Task objective: Return each line of the material below that contains the word "pole".
======== Dataset records
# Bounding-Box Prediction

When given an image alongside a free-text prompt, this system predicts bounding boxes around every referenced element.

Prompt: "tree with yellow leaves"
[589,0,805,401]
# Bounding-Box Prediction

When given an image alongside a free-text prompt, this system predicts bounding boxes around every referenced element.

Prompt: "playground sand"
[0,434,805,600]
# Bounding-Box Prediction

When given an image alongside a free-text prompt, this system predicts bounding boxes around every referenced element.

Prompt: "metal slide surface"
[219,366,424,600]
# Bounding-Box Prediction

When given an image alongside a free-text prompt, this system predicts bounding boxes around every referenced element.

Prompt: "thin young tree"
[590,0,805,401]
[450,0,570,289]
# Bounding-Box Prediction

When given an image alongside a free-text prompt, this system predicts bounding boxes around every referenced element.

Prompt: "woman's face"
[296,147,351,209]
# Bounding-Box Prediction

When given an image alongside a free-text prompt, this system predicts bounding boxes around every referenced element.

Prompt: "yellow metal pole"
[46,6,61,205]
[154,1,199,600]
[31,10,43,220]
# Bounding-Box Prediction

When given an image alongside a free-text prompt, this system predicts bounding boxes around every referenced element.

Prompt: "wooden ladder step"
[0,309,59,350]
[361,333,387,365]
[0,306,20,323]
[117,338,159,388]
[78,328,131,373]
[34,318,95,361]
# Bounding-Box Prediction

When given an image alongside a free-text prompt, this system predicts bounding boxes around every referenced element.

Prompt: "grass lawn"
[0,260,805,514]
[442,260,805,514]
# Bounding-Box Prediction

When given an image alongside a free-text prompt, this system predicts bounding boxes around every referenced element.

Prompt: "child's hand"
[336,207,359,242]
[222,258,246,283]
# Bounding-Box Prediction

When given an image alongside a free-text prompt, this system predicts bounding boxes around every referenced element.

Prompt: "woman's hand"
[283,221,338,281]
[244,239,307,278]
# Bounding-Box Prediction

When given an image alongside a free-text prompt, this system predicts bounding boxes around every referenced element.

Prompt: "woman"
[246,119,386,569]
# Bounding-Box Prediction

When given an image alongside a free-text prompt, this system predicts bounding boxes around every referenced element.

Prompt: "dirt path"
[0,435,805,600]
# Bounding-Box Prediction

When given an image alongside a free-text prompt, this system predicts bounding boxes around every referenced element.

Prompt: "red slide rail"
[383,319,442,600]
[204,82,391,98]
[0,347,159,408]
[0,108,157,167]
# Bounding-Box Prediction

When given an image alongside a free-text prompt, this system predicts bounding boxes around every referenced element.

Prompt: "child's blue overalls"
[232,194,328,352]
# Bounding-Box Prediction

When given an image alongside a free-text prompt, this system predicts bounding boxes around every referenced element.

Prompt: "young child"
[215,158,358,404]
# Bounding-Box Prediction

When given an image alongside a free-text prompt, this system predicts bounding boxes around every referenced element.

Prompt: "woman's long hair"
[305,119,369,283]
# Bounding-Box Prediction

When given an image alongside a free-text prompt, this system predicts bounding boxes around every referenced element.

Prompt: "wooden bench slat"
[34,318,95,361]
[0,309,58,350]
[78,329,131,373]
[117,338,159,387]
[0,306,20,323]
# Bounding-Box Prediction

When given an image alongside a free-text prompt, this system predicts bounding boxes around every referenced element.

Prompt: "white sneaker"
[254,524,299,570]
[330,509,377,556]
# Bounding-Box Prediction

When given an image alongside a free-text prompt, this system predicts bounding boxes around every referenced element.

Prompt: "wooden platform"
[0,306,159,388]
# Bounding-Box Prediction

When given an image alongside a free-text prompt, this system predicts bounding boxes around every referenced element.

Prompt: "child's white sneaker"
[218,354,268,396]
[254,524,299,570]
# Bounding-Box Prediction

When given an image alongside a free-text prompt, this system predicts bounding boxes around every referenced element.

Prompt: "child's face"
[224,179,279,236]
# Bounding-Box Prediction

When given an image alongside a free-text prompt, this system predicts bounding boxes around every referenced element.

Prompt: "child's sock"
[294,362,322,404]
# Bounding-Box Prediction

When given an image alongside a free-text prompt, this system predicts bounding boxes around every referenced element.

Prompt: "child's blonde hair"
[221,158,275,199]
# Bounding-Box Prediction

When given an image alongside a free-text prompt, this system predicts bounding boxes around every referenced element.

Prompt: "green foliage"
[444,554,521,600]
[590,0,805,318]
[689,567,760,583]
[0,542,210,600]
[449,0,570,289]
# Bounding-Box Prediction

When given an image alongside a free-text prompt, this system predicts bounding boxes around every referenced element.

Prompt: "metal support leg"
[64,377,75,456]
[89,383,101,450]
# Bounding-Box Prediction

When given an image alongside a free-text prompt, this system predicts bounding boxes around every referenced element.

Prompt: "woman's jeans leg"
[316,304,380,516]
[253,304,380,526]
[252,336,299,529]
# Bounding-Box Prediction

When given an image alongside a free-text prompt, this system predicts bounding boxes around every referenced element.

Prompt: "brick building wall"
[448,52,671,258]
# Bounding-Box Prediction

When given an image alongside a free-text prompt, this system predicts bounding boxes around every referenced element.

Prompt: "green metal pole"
================
Written answer:
Prompt: "yellow metal pole"
Prompt: "green metal pole"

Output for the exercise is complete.